**Exercise instructions:**
All of the entries must be reproduced exactly, with no images carried over.

Rows from a segmentation dataset:
=-=-=-=-=

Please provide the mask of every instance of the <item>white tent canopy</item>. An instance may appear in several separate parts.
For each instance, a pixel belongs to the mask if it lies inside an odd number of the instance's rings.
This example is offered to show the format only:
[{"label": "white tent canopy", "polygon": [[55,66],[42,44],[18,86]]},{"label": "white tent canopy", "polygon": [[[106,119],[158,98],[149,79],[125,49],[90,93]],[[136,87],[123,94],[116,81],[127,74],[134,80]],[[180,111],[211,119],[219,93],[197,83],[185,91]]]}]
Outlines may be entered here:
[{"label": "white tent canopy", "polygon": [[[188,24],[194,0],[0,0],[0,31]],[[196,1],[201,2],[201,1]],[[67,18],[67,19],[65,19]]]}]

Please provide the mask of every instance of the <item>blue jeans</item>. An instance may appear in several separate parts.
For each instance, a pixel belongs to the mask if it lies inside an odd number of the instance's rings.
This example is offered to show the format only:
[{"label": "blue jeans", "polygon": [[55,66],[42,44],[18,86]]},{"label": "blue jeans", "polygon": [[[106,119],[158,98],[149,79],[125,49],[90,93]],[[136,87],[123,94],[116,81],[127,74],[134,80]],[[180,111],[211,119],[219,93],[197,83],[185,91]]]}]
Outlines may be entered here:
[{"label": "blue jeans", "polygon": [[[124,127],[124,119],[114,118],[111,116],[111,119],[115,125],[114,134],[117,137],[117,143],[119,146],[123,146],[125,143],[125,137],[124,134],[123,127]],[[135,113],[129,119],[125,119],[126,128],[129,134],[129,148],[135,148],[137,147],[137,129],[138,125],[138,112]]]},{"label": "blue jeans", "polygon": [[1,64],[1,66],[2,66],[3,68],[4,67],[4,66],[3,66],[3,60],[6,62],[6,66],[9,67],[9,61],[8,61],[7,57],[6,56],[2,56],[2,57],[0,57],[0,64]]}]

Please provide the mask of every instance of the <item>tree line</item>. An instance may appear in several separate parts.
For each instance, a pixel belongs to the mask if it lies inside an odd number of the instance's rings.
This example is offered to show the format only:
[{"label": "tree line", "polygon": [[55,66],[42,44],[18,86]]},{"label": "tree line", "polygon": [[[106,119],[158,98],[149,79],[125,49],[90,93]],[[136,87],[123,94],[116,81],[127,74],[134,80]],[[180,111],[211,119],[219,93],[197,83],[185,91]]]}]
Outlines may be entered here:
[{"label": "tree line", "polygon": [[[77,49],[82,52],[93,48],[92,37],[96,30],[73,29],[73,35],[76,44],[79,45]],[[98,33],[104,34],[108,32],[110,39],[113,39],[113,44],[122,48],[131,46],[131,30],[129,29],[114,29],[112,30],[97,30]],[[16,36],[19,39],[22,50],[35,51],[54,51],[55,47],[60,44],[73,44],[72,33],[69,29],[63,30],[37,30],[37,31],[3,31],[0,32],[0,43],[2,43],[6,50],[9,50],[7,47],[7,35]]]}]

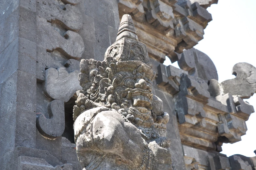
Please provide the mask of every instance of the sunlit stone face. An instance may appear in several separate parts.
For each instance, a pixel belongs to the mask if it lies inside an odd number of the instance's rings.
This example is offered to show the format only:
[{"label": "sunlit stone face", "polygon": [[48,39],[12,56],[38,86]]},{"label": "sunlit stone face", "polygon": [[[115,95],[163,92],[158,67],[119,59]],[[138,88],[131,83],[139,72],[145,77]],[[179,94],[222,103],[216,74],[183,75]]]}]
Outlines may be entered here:
[{"label": "sunlit stone face", "polygon": [[143,75],[139,70],[132,73],[120,72],[114,75],[113,82],[114,97],[118,99],[118,105],[112,106],[123,115],[133,115],[135,124],[150,126],[153,123],[151,111],[153,96],[152,77]]}]

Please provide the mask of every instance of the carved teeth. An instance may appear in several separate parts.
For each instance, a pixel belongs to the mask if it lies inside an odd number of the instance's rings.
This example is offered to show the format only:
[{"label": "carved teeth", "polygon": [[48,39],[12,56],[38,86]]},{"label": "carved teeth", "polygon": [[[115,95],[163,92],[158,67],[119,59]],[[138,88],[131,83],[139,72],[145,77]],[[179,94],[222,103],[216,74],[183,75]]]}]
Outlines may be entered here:
[{"label": "carved teeth", "polygon": [[138,96],[133,97],[133,105],[135,106],[147,107],[152,108],[150,100],[147,97],[143,96]]}]

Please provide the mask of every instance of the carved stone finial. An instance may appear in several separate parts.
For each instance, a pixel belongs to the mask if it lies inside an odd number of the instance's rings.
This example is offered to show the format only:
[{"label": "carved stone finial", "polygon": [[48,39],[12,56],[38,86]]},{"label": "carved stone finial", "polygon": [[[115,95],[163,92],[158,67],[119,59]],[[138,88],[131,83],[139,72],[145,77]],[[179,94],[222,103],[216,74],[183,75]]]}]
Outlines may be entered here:
[{"label": "carved stone finial", "polygon": [[130,16],[118,35],[103,61],[81,61],[73,117],[79,160],[86,169],[174,170],[169,115],[152,93],[155,72]]},{"label": "carved stone finial", "polygon": [[130,15],[125,14],[123,16],[116,41],[117,41],[124,37],[138,40],[133,21]]}]

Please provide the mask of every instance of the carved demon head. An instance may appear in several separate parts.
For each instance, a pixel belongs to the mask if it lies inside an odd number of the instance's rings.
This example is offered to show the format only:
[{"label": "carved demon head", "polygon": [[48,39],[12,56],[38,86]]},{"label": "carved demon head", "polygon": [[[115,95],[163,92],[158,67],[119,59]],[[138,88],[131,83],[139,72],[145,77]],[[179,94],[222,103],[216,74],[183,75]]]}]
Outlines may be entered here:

=-=-=-=-=

**Answer to this exercise:**
Please provide the mask of every instance of the <item>white tent canopy</item>. An instance may appear in several separate parts.
For each instance, a pixel belongs to the mask if it lies inside an odd number of the instance's rings.
This example is offered to show the format only:
[{"label": "white tent canopy", "polygon": [[55,66],[42,44],[18,86]]},{"label": "white tent canopy", "polygon": [[[106,119],[158,98],[149,79],[125,49],[90,93]],[[136,87],[123,94],[116,81],[127,74],[134,80]],[[180,111],[211,119],[219,93],[197,83],[185,91]]]}]
Outlines may be entered here:
[{"label": "white tent canopy", "polygon": [[[188,24],[194,0],[0,0],[0,31]],[[196,1],[201,2],[201,1]],[[67,18],[67,19],[65,19]]]}]

Please provide the mask of every instance of the <item>blue jeans</item>. An instance may appear in several separate parts.
For each instance, a pixel belongs to the mask if it lies inside an odd number of the instance's rings.
This example is offered to show the format only:
[{"label": "blue jeans", "polygon": [[55,66],[42,44],[18,86]]},{"label": "blue jeans", "polygon": [[[106,119],[158,98],[149,79],[125,49],[90,93]],[[136,87],[123,94],[116,81],[127,74],[134,80]],[[180,111],[211,119],[219,93],[197,83],[185,91]]]}]
Outlines may be entered here:
[{"label": "blue jeans", "polygon": [[[124,127],[124,119],[114,118],[111,116],[111,119],[115,125],[114,134],[117,137],[117,143],[119,146],[123,146],[125,143],[125,137],[124,134],[123,127]],[[135,113],[129,119],[125,119],[126,128],[129,134],[129,148],[135,148],[137,147],[137,129],[138,125],[138,112]]]},{"label": "blue jeans", "polygon": [[1,64],[1,66],[2,66],[3,68],[4,67],[4,66],[3,66],[3,60],[6,62],[6,66],[9,67],[9,61],[8,61],[7,57],[6,56],[2,56],[2,57],[0,57],[0,64]]}]

Please provide the mask of every instance of the <item>tree line</item>. An instance may appear in several separate parts.
For each instance, a pixel belongs to the mask if it lies inside an odd number of the instance's rings.
This example is offered to show the format only:
[{"label": "tree line", "polygon": [[55,66],[42,44],[18,86]]},{"label": "tree line", "polygon": [[[106,119],[158,98],[149,79],[125,49],[90,93]],[[136,87],[123,94],[116,81],[127,74],[134,80]],[[180,111],[211,119],[219,93],[197,83],[185,91]]]}]
Outlines may be entered here:
[{"label": "tree line", "polygon": [[[77,49],[82,52],[93,48],[92,37],[96,30],[73,29],[73,35],[76,44],[79,45]],[[98,33],[104,34],[108,32],[110,39],[113,39],[113,44],[122,48],[131,46],[131,30],[129,29],[114,29],[112,30],[97,30]],[[16,36],[19,39],[22,50],[35,51],[54,51],[55,47],[60,44],[73,44],[72,33],[69,29],[63,30],[37,30],[37,31],[3,31],[0,32],[0,43],[2,43],[6,50],[9,50],[7,47],[7,35]]]}]

Please provide the mask of every instance of the sunlit stone face. An instance may appear in several separate parts.
For each instance, a pixel belongs to the mask if it lies inside an odd number of the instance's rings.
This example is offered to show the format only:
[{"label": "sunlit stone face", "polygon": [[48,39],[12,56],[38,86]]},{"label": "sunlit stone face", "polygon": [[[115,95],[163,92],[158,67],[119,59]],[[138,88],[131,83],[139,72],[145,77]],[[179,94],[222,103],[216,74],[183,75]]]}]
Outlines may be entered here:
[{"label": "sunlit stone face", "polygon": [[143,75],[139,70],[132,73],[120,72],[114,75],[113,82],[114,97],[118,99],[118,105],[112,106],[123,115],[133,115],[135,124],[150,126],[153,123],[151,111],[153,96],[152,77]]}]

Please provide the mask of every instance of the carved teeth. An instance may appear in several separate parts.
For each instance, a pixel belongs to the mask if it lies inside an odd number of the instance's rings.
This example is offered to show the format only:
[{"label": "carved teeth", "polygon": [[48,39],[12,56],[38,86]]},{"label": "carved teeth", "polygon": [[[115,95],[163,92],[158,67],[119,59]],[[138,88],[131,83],[139,72],[145,77]],[[179,94],[222,103],[216,74],[183,75]]]}]
Outlines may be entered here:
[{"label": "carved teeth", "polygon": [[138,96],[133,97],[133,105],[135,106],[147,107],[152,108],[150,100],[147,97],[143,96]]}]

Please provide the mask of every instance of the carved stone finial. An instance may appear in several separate parts.
For each instance, a pixel belongs to the mask if it lies inside an odd number of the instance's rings.
This example is offered to show the format only:
[{"label": "carved stone finial", "polygon": [[48,39],[12,56],[38,86]]},{"label": "carved stone finial", "polygon": [[[115,95],[163,92],[158,67],[119,59]],[[138,88],[131,83],[139,72],[145,77]],[[179,94],[222,103],[216,74],[183,75]]]}]
Outlines may be entered here:
[{"label": "carved stone finial", "polygon": [[130,16],[118,35],[103,61],[81,61],[73,117],[79,160],[86,169],[174,170],[169,115],[152,93],[155,72]]},{"label": "carved stone finial", "polygon": [[130,15],[125,14],[123,16],[116,41],[117,41],[124,37],[138,40],[133,21]]}]

Please provide the mask of every instance of the carved demon head. An instance may appear in several separate parts.
For each instance, a pixel belongs to the mask if it lies inside an odd number of the instance's rings.
This example is offered to show the format only:
[{"label": "carved demon head", "polygon": [[48,39],[12,56],[38,86]]},{"label": "carved demon head", "polygon": [[[115,95],[163,92],[158,67],[119,59]],[[138,88],[131,83],[139,72],[145,77]],[[179,94],[222,103],[216,74],[183,75]]]}]
Outlines may be entered here:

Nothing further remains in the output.